Lift out each line of the data that holds "with".
=== Begin Enclosure ===
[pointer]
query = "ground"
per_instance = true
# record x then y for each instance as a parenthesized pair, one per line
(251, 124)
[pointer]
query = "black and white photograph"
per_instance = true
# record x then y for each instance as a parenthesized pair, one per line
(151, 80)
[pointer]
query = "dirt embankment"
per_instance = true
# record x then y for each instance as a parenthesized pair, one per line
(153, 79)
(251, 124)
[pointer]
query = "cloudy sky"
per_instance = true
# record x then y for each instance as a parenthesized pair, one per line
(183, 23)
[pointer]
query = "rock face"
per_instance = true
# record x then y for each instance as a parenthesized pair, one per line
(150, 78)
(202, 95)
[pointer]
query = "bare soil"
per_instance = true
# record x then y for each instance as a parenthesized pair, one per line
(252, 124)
=== End Enclosure ===
=== Begin Enclosure ===
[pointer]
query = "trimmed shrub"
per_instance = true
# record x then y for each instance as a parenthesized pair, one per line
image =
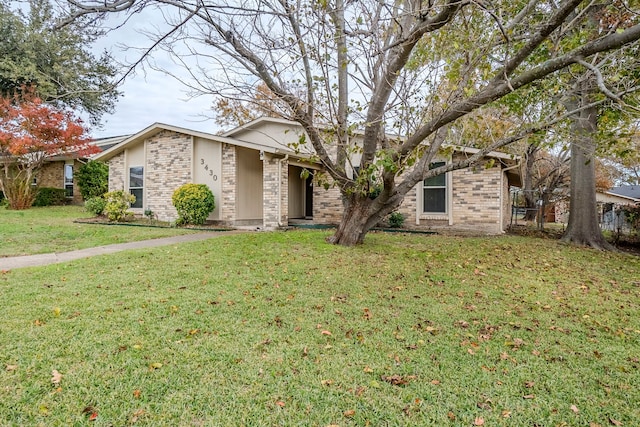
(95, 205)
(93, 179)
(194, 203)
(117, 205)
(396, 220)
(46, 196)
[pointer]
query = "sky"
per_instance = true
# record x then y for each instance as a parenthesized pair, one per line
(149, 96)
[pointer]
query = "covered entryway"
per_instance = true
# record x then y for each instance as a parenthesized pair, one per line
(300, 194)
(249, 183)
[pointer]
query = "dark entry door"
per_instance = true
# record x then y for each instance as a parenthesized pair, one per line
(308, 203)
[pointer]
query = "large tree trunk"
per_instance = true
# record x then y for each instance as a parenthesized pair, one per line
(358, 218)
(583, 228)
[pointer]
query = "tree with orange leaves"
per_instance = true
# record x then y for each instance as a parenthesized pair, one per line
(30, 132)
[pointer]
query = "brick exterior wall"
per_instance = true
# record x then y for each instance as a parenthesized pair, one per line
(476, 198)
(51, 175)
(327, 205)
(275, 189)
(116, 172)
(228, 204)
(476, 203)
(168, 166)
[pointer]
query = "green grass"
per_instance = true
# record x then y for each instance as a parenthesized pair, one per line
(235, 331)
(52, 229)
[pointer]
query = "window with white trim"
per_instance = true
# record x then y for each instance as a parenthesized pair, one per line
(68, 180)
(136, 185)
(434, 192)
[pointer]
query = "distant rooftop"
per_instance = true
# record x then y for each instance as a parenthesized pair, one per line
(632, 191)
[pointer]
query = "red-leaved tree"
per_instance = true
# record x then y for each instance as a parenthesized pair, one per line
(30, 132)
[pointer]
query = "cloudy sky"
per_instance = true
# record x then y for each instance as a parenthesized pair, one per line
=== End Enclosure ===
=== Begin Enclosure ===
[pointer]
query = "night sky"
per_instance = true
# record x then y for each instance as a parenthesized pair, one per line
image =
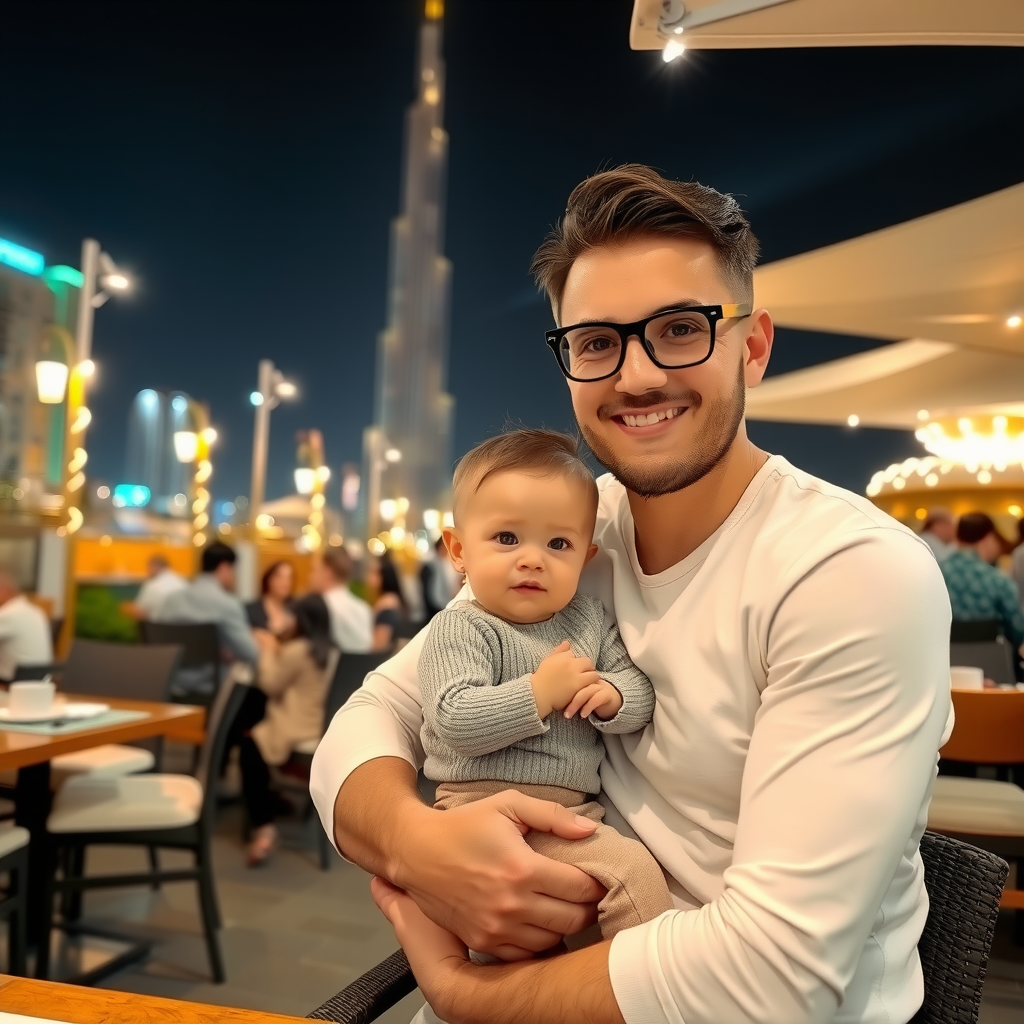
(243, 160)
=== End Enclosure ===
**WRITTEN SOLUTION:**
query = "tree with orange leaves"
query = "window with white trim"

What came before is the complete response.